Items from a dataset
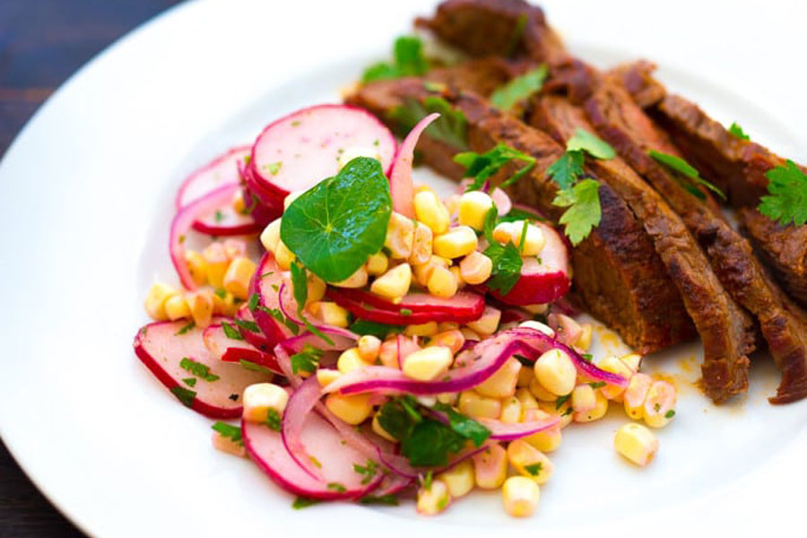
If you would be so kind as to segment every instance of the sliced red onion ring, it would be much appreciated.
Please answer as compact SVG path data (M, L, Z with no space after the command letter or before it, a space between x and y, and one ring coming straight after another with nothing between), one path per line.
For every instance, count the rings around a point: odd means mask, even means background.
M393 210L407 216L415 218L414 187L412 184L412 163L414 159L414 149L421 134L429 126L429 124L439 117L440 115L430 114L415 125L409 132L404 143L398 147L398 153L393 161L392 170L389 174L389 191L393 199Z
M232 198L233 193L238 188L238 185L224 185L194 200L174 215L169 238L169 251L174 268L179 275L179 281L187 290L194 291L197 286L191 275L190 269L187 268L187 263L185 261L186 236L195 221L227 203Z

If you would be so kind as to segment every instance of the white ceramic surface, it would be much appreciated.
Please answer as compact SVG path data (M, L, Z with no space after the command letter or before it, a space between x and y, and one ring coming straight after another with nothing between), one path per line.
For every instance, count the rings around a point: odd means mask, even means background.
M0 432L9 449L98 537L803 529L807 402L768 404L777 374L764 356L748 396L722 408L690 383L699 346L648 360L681 389L657 459L638 470L614 454L620 410L565 430L540 509L523 521L503 514L498 493L431 519L411 503L291 510L249 462L214 451L211 421L178 405L137 361L143 294L155 277L173 278L168 223L184 174L282 113L338 100L432 4L182 4L100 54L42 107L0 164ZM803 3L544 6L580 56L652 58L672 91L807 161ZM603 351L620 345L600 341Z

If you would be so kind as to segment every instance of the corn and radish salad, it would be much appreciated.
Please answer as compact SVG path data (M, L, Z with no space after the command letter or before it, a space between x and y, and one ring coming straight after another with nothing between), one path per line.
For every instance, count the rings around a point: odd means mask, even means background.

__Goal__. Rewrite the material starting at the beginning and ending with the line that contains "M232 198L233 193L238", changing "sliced red onion ring" to "red onion slice" and leaving everything else as it is. Omit the picture from your answer.

__Output of the exercise__.
If you would be so kind as to segment every instance of the red onion slice, it would be much appreciated.
Please answer as compact SVG path data (M, L, Z with no space after the command letter or before it, a space between x and y, and one ring coming straight after another with nothing between), one path per line.
For every instance, count the rings around a point: odd means mask, even means background.
M393 210L407 216L415 218L414 187L412 184L412 163L414 159L414 149L421 134L429 126L429 124L439 117L440 115L430 114L415 125L409 132L404 143L398 147L398 153L393 161L392 170L389 174L389 191L393 199Z
M232 198L233 193L238 188L238 185L224 185L194 200L174 215L169 238L169 251L174 268L179 275L179 281L187 290L194 291L197 286L191 275L190 269L187 268L187 263L185 261L186 236L195 221L227 203Z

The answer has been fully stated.